JOBS:
1. Name the three things whose interplay the abstract on relational contracting below says it examines.
2. In the abstract on relational contracting below, what solution do the players follow when they reach an agreement?

Relational contracting with external enforcement

With Trond Olsen and Joel Watson

Abstract: We examine the interplay among incomplete external enforcement, self enforcement, and renegotiation in ongoing contractual relationships. In each period, contracting parties negotiate over both their long-term externally enforced "formal" contract and their self-enforced “informal" contract that coordinates their continuation strategies. Players reach an agreement in accordance with the Nash bargaining solution, sharing the surplus in accordance with their bargaining power, relative to the disagreement outcome in which their previously-agreed contract remains in force. We show that contractual settings with externally enforced monetary transfers or with no verifiable information, an optimal contract is semi-stationary: the players always renegotiate to the same formal contract, which specifies particular terms for the current period and then distinct stationary terms for all future periods. Current-period terms are designed to support optimal behavior; future-period terms are designed to maximize the power of incentives, while anticipating that they will be renegotiated.

A run of records:

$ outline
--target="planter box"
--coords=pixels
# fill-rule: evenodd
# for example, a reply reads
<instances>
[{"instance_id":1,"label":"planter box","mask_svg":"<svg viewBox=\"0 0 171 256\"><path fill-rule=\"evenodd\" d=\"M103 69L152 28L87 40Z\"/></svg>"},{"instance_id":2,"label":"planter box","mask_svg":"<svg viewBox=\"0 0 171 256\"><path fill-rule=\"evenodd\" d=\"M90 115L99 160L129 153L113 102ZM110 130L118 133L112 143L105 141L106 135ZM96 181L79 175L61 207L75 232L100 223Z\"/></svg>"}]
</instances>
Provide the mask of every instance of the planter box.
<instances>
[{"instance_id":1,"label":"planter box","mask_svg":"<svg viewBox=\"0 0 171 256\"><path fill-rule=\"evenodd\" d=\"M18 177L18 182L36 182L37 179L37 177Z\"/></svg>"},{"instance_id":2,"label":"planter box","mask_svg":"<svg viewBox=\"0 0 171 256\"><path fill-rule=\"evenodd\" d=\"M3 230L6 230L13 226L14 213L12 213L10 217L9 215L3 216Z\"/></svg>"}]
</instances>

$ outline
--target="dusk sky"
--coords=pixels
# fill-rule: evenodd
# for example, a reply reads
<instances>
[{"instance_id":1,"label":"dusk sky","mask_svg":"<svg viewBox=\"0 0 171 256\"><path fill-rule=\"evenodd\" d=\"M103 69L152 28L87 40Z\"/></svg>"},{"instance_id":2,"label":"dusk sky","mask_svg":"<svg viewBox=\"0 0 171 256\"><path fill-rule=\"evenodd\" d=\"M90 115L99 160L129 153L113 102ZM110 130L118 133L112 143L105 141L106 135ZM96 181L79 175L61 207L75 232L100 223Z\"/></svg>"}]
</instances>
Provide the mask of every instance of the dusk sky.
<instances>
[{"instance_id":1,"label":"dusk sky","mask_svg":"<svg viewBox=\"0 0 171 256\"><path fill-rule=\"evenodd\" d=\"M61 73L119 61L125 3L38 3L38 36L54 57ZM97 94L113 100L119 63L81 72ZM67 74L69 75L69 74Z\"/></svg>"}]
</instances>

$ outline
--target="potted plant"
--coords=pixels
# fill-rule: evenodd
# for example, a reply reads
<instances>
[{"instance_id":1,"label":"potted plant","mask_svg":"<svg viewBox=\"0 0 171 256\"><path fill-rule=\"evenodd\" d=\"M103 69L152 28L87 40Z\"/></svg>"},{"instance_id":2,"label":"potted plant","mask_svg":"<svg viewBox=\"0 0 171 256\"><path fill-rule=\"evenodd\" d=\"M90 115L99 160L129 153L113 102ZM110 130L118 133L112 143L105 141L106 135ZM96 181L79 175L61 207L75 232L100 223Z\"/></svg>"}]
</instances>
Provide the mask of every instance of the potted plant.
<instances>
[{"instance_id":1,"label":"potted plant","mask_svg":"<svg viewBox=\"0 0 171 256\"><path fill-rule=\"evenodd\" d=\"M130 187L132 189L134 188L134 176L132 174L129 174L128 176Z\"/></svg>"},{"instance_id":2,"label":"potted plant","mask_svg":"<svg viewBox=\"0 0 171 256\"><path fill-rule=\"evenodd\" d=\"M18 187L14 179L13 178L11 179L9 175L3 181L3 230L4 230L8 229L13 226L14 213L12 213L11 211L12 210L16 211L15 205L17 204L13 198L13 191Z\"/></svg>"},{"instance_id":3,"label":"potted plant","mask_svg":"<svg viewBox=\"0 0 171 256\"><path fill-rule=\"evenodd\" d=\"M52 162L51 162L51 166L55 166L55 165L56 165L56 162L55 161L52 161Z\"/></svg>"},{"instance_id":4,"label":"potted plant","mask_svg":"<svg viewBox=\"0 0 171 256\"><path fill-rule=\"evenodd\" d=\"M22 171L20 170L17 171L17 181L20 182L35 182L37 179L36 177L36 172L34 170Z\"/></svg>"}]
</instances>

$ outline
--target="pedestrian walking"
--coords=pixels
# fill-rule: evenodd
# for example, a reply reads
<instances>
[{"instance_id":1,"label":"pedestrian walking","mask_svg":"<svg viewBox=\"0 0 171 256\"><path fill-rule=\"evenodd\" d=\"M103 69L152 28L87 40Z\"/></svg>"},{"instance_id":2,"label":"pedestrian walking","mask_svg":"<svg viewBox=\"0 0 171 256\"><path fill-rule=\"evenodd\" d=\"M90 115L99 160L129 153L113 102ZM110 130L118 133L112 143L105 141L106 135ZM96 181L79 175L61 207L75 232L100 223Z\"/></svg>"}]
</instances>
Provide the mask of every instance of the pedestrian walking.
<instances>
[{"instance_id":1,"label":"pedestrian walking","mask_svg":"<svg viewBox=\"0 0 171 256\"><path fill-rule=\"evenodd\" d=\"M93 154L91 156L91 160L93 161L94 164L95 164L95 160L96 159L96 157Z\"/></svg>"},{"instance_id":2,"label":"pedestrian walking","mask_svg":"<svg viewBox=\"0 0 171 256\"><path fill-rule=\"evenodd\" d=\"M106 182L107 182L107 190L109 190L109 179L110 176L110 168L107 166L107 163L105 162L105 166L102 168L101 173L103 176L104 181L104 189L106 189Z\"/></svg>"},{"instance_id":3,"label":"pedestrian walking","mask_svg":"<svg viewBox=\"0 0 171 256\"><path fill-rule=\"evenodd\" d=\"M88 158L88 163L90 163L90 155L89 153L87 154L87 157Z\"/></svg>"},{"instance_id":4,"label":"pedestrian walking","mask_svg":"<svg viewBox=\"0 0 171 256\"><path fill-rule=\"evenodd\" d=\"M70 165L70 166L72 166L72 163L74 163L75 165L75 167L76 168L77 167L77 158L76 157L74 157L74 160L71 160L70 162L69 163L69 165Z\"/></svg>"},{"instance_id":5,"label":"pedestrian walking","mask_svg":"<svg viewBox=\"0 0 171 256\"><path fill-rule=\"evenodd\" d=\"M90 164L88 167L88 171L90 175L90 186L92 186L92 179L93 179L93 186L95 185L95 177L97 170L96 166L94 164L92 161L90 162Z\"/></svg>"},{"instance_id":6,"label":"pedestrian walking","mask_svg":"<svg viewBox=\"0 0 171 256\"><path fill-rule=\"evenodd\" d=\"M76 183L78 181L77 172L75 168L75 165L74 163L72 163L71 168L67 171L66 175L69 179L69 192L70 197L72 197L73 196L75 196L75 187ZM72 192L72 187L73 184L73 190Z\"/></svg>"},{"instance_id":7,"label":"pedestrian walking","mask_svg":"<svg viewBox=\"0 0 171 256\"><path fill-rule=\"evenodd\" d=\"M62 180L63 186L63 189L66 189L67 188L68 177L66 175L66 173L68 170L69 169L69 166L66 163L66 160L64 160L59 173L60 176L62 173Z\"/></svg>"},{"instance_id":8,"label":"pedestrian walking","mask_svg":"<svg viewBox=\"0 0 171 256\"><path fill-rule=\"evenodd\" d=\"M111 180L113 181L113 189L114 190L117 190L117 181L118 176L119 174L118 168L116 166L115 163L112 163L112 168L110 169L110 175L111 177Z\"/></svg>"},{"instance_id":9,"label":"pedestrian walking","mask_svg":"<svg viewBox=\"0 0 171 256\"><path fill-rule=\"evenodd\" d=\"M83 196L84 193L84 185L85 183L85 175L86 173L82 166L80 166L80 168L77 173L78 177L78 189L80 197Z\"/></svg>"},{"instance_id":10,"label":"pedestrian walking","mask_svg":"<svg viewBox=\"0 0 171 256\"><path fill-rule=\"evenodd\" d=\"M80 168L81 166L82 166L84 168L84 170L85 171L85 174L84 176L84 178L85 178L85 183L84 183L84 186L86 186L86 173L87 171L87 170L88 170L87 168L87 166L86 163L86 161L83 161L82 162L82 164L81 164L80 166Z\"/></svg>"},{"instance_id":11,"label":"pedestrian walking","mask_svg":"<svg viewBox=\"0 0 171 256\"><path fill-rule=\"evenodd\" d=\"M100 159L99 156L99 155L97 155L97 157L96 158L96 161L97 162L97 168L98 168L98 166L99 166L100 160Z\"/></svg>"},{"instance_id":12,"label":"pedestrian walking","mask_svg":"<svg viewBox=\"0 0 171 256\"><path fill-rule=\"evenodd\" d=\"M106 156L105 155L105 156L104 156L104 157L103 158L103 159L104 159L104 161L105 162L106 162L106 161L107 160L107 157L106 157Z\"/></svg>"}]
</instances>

WRITTEN RESPONSES:
1. Incomplete external enforcement, self enforcement, and renegotiation.

2. The Nash bargaining solution.